ASSIGNMENT:
Would you repeat each line below exactly, without the pictures?

RECORDED DATA:
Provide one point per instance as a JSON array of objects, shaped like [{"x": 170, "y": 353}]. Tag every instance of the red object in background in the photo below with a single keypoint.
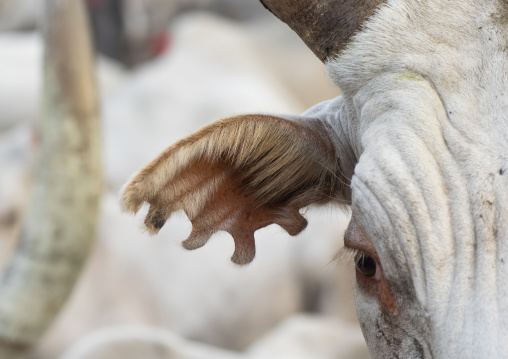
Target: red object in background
[
  {"x": 160, "y": 43},
  {"x": 94, "y": 2}
]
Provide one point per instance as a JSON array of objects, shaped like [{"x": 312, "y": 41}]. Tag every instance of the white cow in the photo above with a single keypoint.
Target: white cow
[{"x": 417, "y": 145}]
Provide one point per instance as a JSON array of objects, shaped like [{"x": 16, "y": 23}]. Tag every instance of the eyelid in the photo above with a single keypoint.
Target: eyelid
[{"x": 348, "y": 254}]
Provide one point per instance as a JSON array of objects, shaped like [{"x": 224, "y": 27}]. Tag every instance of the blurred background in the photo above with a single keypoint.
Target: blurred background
[{"x": 166, "y": 68}]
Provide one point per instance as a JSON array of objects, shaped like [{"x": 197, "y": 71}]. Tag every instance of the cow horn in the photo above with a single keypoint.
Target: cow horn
[{"x": 324, "y": 25}]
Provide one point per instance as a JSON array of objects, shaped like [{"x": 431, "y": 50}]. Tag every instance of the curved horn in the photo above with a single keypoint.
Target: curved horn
[
  {"x": 324, "y": 25},
  {"x": 60, "y": 226}
]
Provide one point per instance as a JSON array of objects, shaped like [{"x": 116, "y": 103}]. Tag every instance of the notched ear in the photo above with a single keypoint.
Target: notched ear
[{"x": 238, "y": 175}]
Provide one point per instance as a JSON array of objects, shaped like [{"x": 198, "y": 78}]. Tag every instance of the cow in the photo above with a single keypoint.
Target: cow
[{"x": 416, "y": 146}]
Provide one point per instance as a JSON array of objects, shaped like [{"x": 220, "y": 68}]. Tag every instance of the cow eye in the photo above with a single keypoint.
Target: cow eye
[{"x": 366, "y": 265}]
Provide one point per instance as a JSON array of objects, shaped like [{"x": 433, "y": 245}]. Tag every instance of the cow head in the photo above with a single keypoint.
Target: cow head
[{"x": 417, "y": 145}]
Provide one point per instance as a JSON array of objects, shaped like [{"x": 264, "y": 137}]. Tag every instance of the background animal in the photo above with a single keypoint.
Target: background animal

WRITTEN ANSWER:
Provide one point per instance as a JSON array of objects, shaped like [{"x": 170, "y": 353}]. Tag every instance of the red object in background in the photo below with a single keypoint.
Target: red object in background
[
  {"x": 160, "y": 43},
  {"x": 94, "y": 2}
]
Provide one point per instance as a JSON array of objects, shaped like [{"x": 312, "y": 41}]. Tag every instance of the white cow in the photo above with a single keypoint.
Target: white cow
[{"x": 417, "y": 145}]
Provide one point per instance as a JSON array of objects, shaped like [{"x": 16, "y": 23}]. Tag every instance of the eyelid in the photo above with a single keypoint.
Target: eyelid
[{"x": 348, "y": 254}]
Provide one point per instance as a JSON array of objects, shaped like [{"x": 224, "y": 27}]. Tag every instance of the blurred background in the photo above with a single keypoint.
Target: blurred background
[{"x": 166, "y": 68}]
Provide one point per instance as a JSON array of objects, shaped like [{"x": 197, "y": 71}]. Tag every instance of the cow horn in the photo above with a single keypoint.
Target: cow horn
[{"x": 324, "y": 25}]
Provide one point per instance as a JSON array of objects, shaped like [{"x": 431, "y": 50}]. Tag every instance of the curved horn in the photo above with a single keypoint.
Target: curved horn
[
  {"x": 324, "y": 25},
  {"x": 60, "y": 226}
]
Provide one point per instance as a JSON array of objects, shaped like [{"x": 116, "y": 103}]. Tag every instance of the notched ear in the photo above with a single keypoint.
Target: notched ear
[{"x": 238, "y": 175}]
Provide one point per instance as a JSON array of objects, shaped like [{"x": 198, "y": 78}]. Tag every instance of the cow in the photo above with a single keypoint.
Target: cow
[{"x": 416, "y": 146}]
Provide one point per instance as a JSON array of objects, shaped like [{"x": 220, "y": 68}]. Tag every instance of the cow eye in the photo above with a single keypoint.
Target: cow eye
[{"x": 366, "y": 265}]
Provide one point per instance as a JSON array of objects, shaped like [{"x": 433, "y": 245}]. Tag every instance of the cow head in the photo above with a single keypoint.
Target: cow head
[{"x": 417, "y": 145}]
Provide one point per instance as a JSON array of objects, shaped like [{"x": 264, "y": 137}]. Tag every instance of the background animal in the photo above with a single keypoint.
Target: background animal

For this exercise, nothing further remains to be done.